■ **Goal**
Rescale the rows from the line containing "You are given a photograph. Could you point to the dark" through the end of the rows, both ends included, and output only those lines with the requests left unchanged. Multiply every coordinate in the answers by 1.1 and round each to a whole number, rounding halves up.

■ **Given entries**

## begin

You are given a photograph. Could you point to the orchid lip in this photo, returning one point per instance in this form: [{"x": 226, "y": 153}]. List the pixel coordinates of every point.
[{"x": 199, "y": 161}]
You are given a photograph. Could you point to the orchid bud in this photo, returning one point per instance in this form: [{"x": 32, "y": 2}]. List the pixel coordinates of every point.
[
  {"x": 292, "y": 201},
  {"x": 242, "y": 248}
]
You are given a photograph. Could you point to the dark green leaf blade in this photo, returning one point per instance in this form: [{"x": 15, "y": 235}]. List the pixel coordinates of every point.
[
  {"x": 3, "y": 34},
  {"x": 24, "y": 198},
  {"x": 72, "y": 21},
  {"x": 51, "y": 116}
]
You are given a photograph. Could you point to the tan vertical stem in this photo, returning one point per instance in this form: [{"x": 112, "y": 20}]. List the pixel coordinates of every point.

## end

■ **Task result**
You are given a photograph. Could you point to the dark green leaf blade in this photo, returning one point per instance in this form: [{"x": 15, "y": 235}]. List the pixel coordinates of every point.
[
  {"x": 3, "y": 37},
  {"x": 26, "y": 218},
  {"x": 79, "y": 23},
  {"x": 56, "y": 128}
]
You are given a photograph. Could you point to the tan vertical stem in this photo, returning one point per instance in this form: [{"x": 112, "y": 20}]. List the pixel coordinates of every point.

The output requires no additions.